== Text passage ==
• • • •

Contextual Embeddings: ELMo & the Path to Transformers

Section 1.4

A word's meaning depends on context, they said. So does my performance review, but nobody built ELMo for that.

LexicaLexica, Context-Dependent AI Agent
Big Picture: Why Contextual Embeddings Matter

Static embeddings (Word2Vec, GloVe) assign one fixed vector per word, ignoring context entirely. Contextual embeddings, pioneered by ELMo, broke this limitation by producing different vectors for the same word in different sentences. This idea of context-dependent representation became the foundation for every modern LLM, from BERT to GPT-4. Understanding how ELMo works illuminates the "pretrain then fine-tune" paradigm that dominates NLP today and sets the stage for the Transformer architecture in Section 3.1.

Prerequisites

This section assumes you understand static word embeddings (Word2Vec, GloVe) from Section 1.3 and their key limitation: one vector per word regardless of context. The "pretrain then fine-tune" paradigm introduced in this section is a key bridge to the transformer architecture covered later in the book.

The Polysemy Problem

Word2Vec, GloVe, and FastText share a fundamental limitation: each word gets exactly one vector, regardless of context. But language is deeply contextual.

Fun Fact: One Word, Many Personalities

Think of the word "bank" as an actor who changes costume between scenes: a financial institution in one act, a riverbank in another, a verb of trust in a third. Word2Vec hired one actor and asked them to play all three roles in the same outfit, which is why the result feels blurry. ELMo finally let the actor change costumes between scenes, which is the entire reason contextual embeddings won.

Consider the word "bank":

With Word2Vec, all three uses map to the same vector: a compromise that captures none of the meanings well. This is called the polysemy problem.

Illustration of the polysemy problem showing the word bank with multiple meanings (financial institution, river bank, to rely on) all mapped to a single blurred vector in static embeddings
Figure 1.4.1: The polysemy trap. Static embeddings assign one vector to "bank" regardless of context, producing a blurry average that captures none of its distinct meanings well.
Static vs contextual embeddings: one vector per word vs different vectors per usage
Figure 1.4.2: Static vs. contextual embeddings. Word2Vec assigns one fixed vector per word regardless of context, while contextual models produce different vectors for each usage.
Warning: Quick Check: Polysemy Spotting

How many different meanings does the word "run" have in these sentences? Would Word2Vec give them different or identical vectors?

  1. "I went for a run this morning." (exercise)
  2. "There was a run on the bank." (financial panic)
  3. "She has a run in her stockings." (tear in fabric)
  4. "The program takes a long time to run." (execute)
Reveal answer

Four completely different meanings, but Word2Vec assigns one single vector for all of them. That vector would be a blurry average of all four meanings, capturing none of them well. This is exactly the problem contextual embeddings solve.

Key Insight: Meaning as Use

Static embeddings treat meaning as a fixed property of the word itself: one entry, one vector. Contextual embeddings treat meaning as a property of the word in its specific sentence. Linguists have long distinguished between these views: the surrounding context selectively activates one sense of an ambiguous word while suppressing others, a process cognitive scientists call "sense coercion." The shift from Word2Vec to ELMo mirrors this insight: from fixed dictionary definitions to meaning that depends on use.

• • • •

== Data for analysis ==

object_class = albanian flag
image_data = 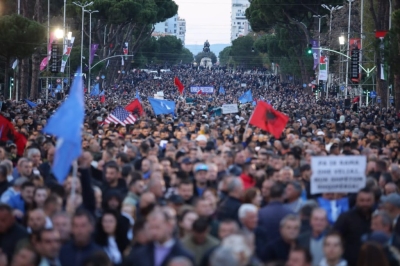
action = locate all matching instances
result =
[0,115,27,156]
[125,99,143,116]
[174,77,184,94]
[249,101,289,139]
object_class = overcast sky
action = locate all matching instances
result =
[174,0,231,45]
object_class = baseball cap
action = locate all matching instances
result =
[381,193,400,208]
[194,163,208,172]
[182,157,193,164]
[196,135,207,141]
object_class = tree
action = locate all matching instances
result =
[218,46,232,65]
[180,48,194,64]
[0,14,46,98]
[231,36,262,68]
[246,0,343,81]
[194,52,217,64]
[90,0,178,80]
[157,36,183,64]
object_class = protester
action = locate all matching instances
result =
[0,63,400,266]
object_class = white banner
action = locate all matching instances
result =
[221,103,239,114]
[311,156,367,194]
[190,86,214,94]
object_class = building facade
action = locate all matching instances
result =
[231,0,251,41]
[152,15,186,45]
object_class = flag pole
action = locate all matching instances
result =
[71,160,78,200]
[242,105,257,142]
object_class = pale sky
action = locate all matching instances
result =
[174,0,232,45]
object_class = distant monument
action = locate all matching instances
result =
[200,40,212,69]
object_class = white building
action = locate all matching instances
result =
[231,0,251,41]
[153,15,186,44]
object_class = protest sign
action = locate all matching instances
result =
[311,156,367,194]
[221,103,239,114]
[190,86,214,94]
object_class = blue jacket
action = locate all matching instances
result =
[59,241,103,266]
[258,201,294,243]
[7,194,25,214]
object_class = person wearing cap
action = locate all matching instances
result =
[193,163,208,197]
[380,193,400,236]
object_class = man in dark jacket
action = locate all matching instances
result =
[102,161,128,200]
[0,203,29,261]
[260,214,301,263]
[60,209,102,266]
[217,177,243,224]
[123,208,194,266]
[334,188,375,265]
[258,183,293,243]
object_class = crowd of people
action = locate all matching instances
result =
[0,67,400,266]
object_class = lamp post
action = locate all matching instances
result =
[72,2,93,72]
[339,34,346,97]
[313,15,329,98]
[85,10,99,93]
[321,4,343,43]
[344,0,354,99]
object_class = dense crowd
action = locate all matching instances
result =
[0,67,400,266]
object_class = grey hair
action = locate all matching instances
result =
[210,247,240,266]
[27,148,41,158]
[279,214,300,227]
[168,256,193,266]
[227,177,242,193]
[238,203,258,219]
[372,211,393,228]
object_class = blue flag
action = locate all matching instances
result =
[43,70,85,184]
[135,91,142,102]
[239,90,253,103]
[90,83,100,96]
[149,97,175,115]
[25,99,37,108]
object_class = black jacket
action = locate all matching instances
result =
[0,223,29,262]
[217,196,242,224]
[334,208,371,266]
[260,237,291,263]
[122,239,194,266]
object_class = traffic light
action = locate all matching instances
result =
[350,49,360,82]
[307,44,312,55]
[50,41,61,73]
[10,77,14,90]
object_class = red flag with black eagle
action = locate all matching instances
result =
[125,99,143,116]
[0,115,27,156]
[174,77,184,94]
[249,101,289,139]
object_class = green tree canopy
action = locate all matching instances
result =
[194,52,217,64]
[0,14,46,63]
[218,46,232,65]
[180,48,194,64]
[231,36,262,67]
[157,36,183,64]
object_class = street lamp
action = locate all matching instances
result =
[72,2,93,72]
[321,4,343,42]
[344,0,354,99]
[85,10,99,93]
[313,15,327,46]
[339,35,346,45]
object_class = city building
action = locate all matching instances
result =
[231,0,251,41]
[152,15,186,44]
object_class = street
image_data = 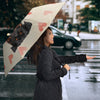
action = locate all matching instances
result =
[0,33,100,100]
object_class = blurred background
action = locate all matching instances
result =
[0,0,100,100]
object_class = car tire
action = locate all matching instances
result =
[64,40,73,50]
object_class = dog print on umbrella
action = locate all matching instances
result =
[7,22,32,52]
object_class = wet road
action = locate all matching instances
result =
[0,41,100,100]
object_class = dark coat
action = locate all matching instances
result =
[33,47,86,100]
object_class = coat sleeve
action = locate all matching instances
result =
[39,50,67,80]
[53,51,87,64]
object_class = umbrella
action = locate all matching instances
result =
[3,3,64,76]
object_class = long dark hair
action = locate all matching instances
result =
[27,27,51,65]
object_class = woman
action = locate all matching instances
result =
[28,28,94,100]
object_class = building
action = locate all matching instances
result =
[61,0,90,24]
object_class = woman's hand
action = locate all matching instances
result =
[63,64,70,71]
[86,56,96,60]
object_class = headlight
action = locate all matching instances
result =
[75,37,81,41]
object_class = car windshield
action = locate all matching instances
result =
[50,27,62,35]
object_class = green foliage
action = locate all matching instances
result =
[79,0,100,27]
[0,0,45,27]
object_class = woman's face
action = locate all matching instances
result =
[44,29,54,46]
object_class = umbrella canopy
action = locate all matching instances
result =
[3,3,64,76]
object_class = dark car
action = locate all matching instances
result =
[0,27,13,43]
[50,26,81,49]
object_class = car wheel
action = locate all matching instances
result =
[64,40,73,49]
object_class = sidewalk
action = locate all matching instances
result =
[62,31,100,40]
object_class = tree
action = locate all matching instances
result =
[0,0,45,28]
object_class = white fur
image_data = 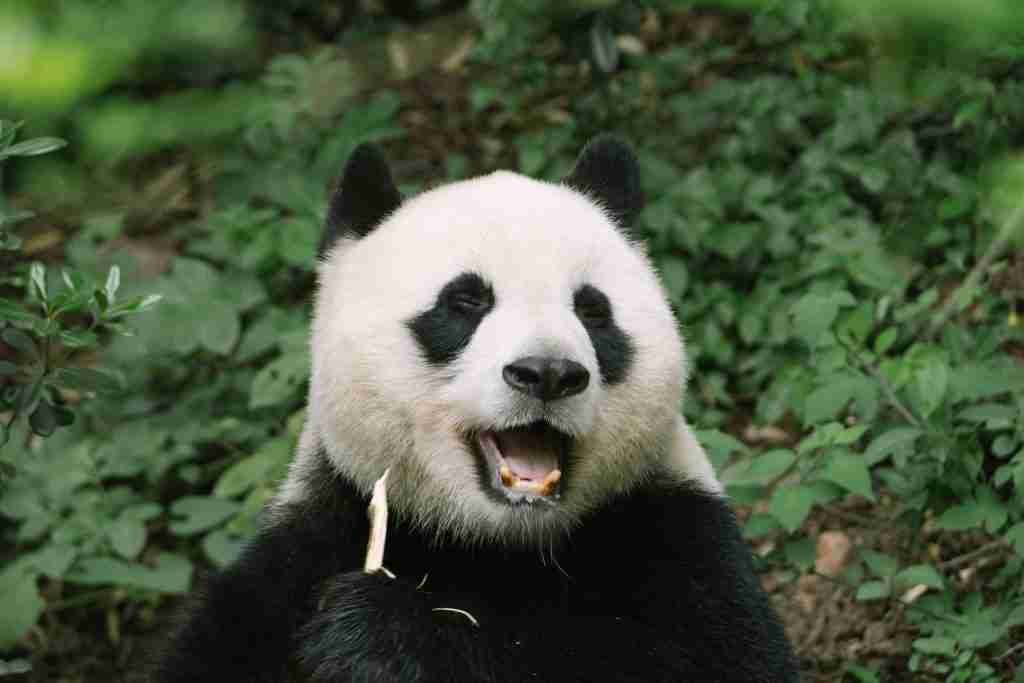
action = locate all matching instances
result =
[279,172,720,543]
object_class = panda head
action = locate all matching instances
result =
[296,137,715,543]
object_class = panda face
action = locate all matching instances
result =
[286,137,704,543]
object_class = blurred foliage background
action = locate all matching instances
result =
[0,0,1024,682]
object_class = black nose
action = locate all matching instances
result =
[502,355,590,400]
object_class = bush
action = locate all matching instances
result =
[0,1,1024,681]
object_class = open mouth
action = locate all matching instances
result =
[473,421,572,503]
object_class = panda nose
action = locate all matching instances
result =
[502,355,590,401]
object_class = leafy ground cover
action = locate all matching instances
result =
[0,0,1024,682]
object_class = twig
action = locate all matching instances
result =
[362,468,391,573]
[430,607,480,629]
[928,191,1024,338]
[939,539,1007,571]
[995,642,1024,661]
[856,355,921,427]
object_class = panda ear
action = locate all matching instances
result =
[563,134,643,228]
[317,142,401,257]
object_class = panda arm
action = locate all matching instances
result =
[298,489,797,683]
[537,485,799,683]
[155,495,366,683]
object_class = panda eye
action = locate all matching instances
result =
[575,303,611,327]
[449,292,492,315]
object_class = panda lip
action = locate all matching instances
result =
[475,421,572,502]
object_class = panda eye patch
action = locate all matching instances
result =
[572,285,611,328]
[406,272,495,367]
[439,272,495,315]
[572,285,635,384]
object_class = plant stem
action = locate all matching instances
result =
[927,192,1024,338]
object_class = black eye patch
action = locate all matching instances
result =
[572,285,635,384]
[407,272,495,366]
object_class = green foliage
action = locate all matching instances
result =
[0,120,160,454]
[0,0,1024,681]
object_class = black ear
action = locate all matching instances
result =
[316,142,401,257]
[563,135,643,227]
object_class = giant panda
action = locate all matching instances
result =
[155,136,798,683]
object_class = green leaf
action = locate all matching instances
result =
[106,514,145,560]
[857,581,890,602]
[1004,522,1024,557]
[29,399,57,436]
[694,429,749,469]
[0,328,40,360]
[0,567,46,651]
[0,299,40,323]
[768,484,817,533]
[249,352,309,409]
[57,330,99,348]
[194,299,242,355]
[170,496,242,536]
[29,261,47,302]
[821,454,874,501]
[0,137,68,159]
[954,403,1017,426]
[722,449,797,486]
[27,543,79,579]
[793,291,857,348]
[913,349,949,418]
[202,529,246,568]
[864,427,924,465]
[103,294,164,319]
[68,553,193,593]
[804,378,862,424]
[935,501,987,531]
[213,438,292,498]
[50,368,122,394]
[893,564,946,590]
[590,14,618,74]
[913,636,956,657]
[874,328,899,355]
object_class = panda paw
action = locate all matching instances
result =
[297,571,487,683]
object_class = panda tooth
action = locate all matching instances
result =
[539,470,562,496]
[498,465,519,487]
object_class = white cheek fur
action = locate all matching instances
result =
[279,167,721,543]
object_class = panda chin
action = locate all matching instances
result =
[470,421,572,505]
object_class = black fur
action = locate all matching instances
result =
[317,142,401,258]
[572,285,635,384]
[157,448,798,683]
[563,135,644,228]
[408,272,495,366]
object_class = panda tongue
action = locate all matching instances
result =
[496,430,558,481]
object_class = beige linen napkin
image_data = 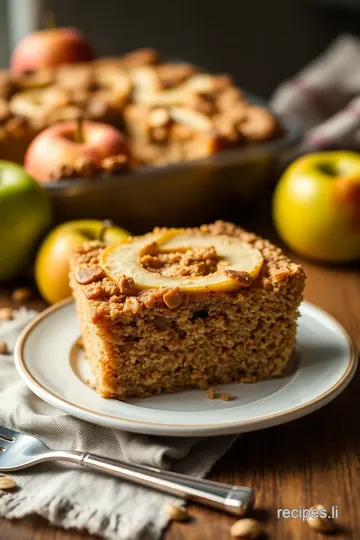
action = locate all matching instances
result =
[0,310,236,540]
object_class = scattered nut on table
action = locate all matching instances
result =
[306,504,336,533]
[0,308,14,321]
[0,339,9,354]
[230,518,264,538]
[0,476,16,490]
[11,287,31,302]
[166,504,189,521]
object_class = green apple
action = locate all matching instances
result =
[35,219,129,304]
[273,151,360,262]
[0,161,51,282]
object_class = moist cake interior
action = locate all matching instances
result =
[71,222,304,400]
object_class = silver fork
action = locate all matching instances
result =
[0,427,254,516]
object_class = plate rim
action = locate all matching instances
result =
[14,297,358,436]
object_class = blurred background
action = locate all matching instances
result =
[0,0,360,97]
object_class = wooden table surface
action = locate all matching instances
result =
[0,211,360,540]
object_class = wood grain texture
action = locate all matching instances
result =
[0,218,360,540]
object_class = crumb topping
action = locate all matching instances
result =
[71,221,304,319]
[140,246,224,277]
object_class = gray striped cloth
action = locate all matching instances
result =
[271,35,360,156]
[0,309,236,540]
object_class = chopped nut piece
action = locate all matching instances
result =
[0,476,16,490]
[0,339,9,354]
[0,308,14,321]
[166,504,189,521]
[11,287,32,302]
[274,269,289,281]
[86,96,108,118]
[0,98,10,124]
[149,107,171,128]
[306,504,336,533]
[124,296,142,314]
[163,287,183,309]
[119,276,135,296]
[224,269,254,287]
[205,386,216,399]
[76,266,104,285]
[230,518,264,538]
[149,126,169,142]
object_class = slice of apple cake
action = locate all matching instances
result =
[70,222,305,400]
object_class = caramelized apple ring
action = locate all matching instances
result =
[100,229,263,292]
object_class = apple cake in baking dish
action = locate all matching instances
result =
[70,222,305,400]
[0,49,282,168]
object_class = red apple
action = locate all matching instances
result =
[24,120,130,182]
[11,28,94,74]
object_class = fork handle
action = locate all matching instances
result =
[80,454,254,516]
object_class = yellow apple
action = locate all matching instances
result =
[35,219,129,304]
[273,151,360,262]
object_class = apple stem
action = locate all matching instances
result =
[99,219,114,242]
[43,11,56,28]
[74,116,84,143]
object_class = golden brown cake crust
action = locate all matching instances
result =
[71,221,304,319]
[70,221,305,400]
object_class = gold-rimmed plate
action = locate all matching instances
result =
[15,301,357,437]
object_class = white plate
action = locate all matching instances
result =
[15,301,357,437]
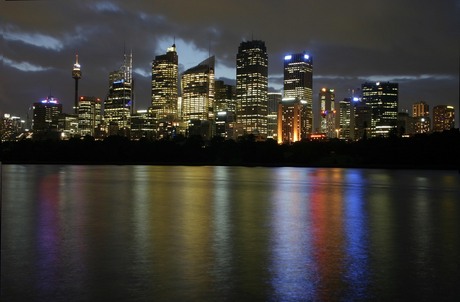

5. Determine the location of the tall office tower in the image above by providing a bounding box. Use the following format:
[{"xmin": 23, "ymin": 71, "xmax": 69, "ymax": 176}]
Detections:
[
  {"xmin": 0, "ymin": 113, "xmax": 25, "ymax": 142},
  {"xmin": 267, "ymin": 92, "xmax": 283, "ymax": 141},
  {"xmin": 433, "ymin": 105, "xmax": 455, "ymax": 132},
  {"xmin": 78, "ymin": 96, "xmax": 102, "ymax": 136},
  {"xmin": 72, "ymin": 54, "xmax": 81, "ymax": 114},
  {"xmin": 361, "ymin": 82, "xmax": 398, "ymax": 137},
  {"xmin": 181, "ymin": 56, "xmax": 215, "ymax": 121},
  {"xmin": 319, "ymin": 88, "xmax": 338, "ymax": 138},
  {"xmin": 151, "ymin": 44, "xmax": 179, "ymax": 121},
  {"xmin": 236, "ymin": 40, "xmax": 268, "ymax": 138},
  {"xmin": 214, "ymin": 80, "xmax": 236, "ymax": 113},
  {"xmin": 104, "ymin": 53, "xmax": 134, "ymax": 136},
  {"xmin": 339, "ymin": 97, "xmax": 355, "ymax": 140},
  {"xmin": 32, "ymin": 96, "xmax": 62, "ymax": 136},
  {"xmin": 412, "ymin": 101, "xmax": 431, "ymax": 133},
  {"xmin": 284, "ymin": 52, "xmax": 313, "ymax": 137},
  {"xmin": 277, "ymin": 98, "xmax": 307, "ymax": 144}
]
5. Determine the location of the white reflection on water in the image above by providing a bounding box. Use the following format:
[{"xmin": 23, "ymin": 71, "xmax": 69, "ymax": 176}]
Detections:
[{"xmin": 270, "ymin": 168, "xmax": 318, "ymax": 301}]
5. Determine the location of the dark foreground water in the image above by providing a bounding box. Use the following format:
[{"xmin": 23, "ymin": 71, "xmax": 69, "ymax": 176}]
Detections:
[{"xmin": 1, "ymin": 165, "xmax": 460, "ymax": 301}]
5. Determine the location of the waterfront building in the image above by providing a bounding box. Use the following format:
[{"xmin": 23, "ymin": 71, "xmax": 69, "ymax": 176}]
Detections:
[
  {"xmin": 131, "ymin": 110, "xmax": 158, "ymax": 140},
  {"xmin": 361, "ymin": 82, "xmax": 398, "ymax": 137},
  {"xmin": 319, "ymin": 88, "xmax": 338, "ymax": 138},
  {"xmin": 338, "ymin": 97, "xmax": 354, "ymax": 140},
  {"xmin": 72, "ymin": 54, "xmax": 81, "ymax": 114},
  {"xmin": 104, "ymin": 53, "xmax": 134, "ymax": 137},
  {"xmin": 267, "ymin": 92, "xmax": 283, "ymax": 141},
  {"xmin": 433, "ymin": 105, "xmax": 455, "ymax": 132},
  {"xmin": 181, "ymin": 56, "xmax": 215, "ymax": 121},
  {"xmin": 57, "ymin": 113, "xmax": 78, "ymax": 140},
  {"xmin": 412, "ymin": 101, "xmax": 431, "ymax": 134},
  {"xmin": 77, "ymin": 96, "xmax": 102, "ymax": 136},
  {"xmin": 32, "ymin": 96, "xmax": 62, "ymax": 137},
  {"xmin": 151, "ymin": 44, "xmax": 179, "ymax": 121},
  {"xmin": 0, "ymin": 113, "xmax": 25, "ymax": 142},
  {"xmin": 277, "ymin": 98, "xmax": 307, "ymax": 144},
  {"xmin": 284, "ymin": 52, "xmax": 313, "ymax": 137},
  {"xmin": 214, "ymin": 80, "xmax": 236, "ymax": 113},
  {"xmin": 236, "ymin": 40, "xmax": 268, "ymax": 139}
]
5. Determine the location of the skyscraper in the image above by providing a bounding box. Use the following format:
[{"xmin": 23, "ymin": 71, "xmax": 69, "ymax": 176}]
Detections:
[
  {"xmin": 433, "ymin": 105, "xmax": 455, "ymax": 132},
  {"xmin": 104, "ymin": 53, "xmax": 134, "ymax": 136},
  {"xmin": 361, "ymin": 82, "xmax": 398, "ymax": 137},
  {"xmin": 277, "ymin": 97, "xmax": 307, "ymax": 144},
  {"xmin": 412, "ymin": 101, "xmax": 431, "ymax": 133},
  {"xmin": 72, "ymin": 54, "xmax": 81, "ymax": 114},
  {"xmin": 284, "ymin": 52, "xmax": 313, "ymax": 137},
  {"xmin": 236, "ymin": 40, "xmax": 268, "ymax": 138},
  {"xmin": 151, "ymin": 44, "xmax": 179, "ymax": 121},
  {"xmin": 319, "ymin": 88, "xmax": 338, "ymax": 138},
  {"xmin": 181, "ymin": 56, "xmax": 215, "ymax": 121},
  {"xmin": 32, "ymin": 96, "xmax": 62, "ymax": 138},
  {"xmin": 267, "ymin": 92, "xmax": 283, "ymax": 140},
  {"xmin": 78, "ymin": 96, "xmax": 102, "ymax": 136}
]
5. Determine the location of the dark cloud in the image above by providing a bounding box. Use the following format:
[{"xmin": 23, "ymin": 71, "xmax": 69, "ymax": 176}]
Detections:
[{"xmin": 0, "ymin": 0, "xmax": 460, "ymax": 125}]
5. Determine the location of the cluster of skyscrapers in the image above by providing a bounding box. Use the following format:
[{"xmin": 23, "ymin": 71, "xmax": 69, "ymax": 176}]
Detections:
[{"xmin": 2, "ymin": 40, "xmax": 454, "ymax": 143}]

• • • •

== Prompt ==
In one to three sentences, explain why, according to the section on contextual embeddings, the single Word2Vec vector for "bank" captures none of the word's meanings well.

== Exercise response ==
Word2Vec gives each word exactly one vector regardless of context, so every use of "bank" (a financial institution, a riverbank, or relying on something) maps to the same vector. That vector is a compromise, a blurry average of the separate meanings, so it represents none of them well. The text calls this the polysemy problem.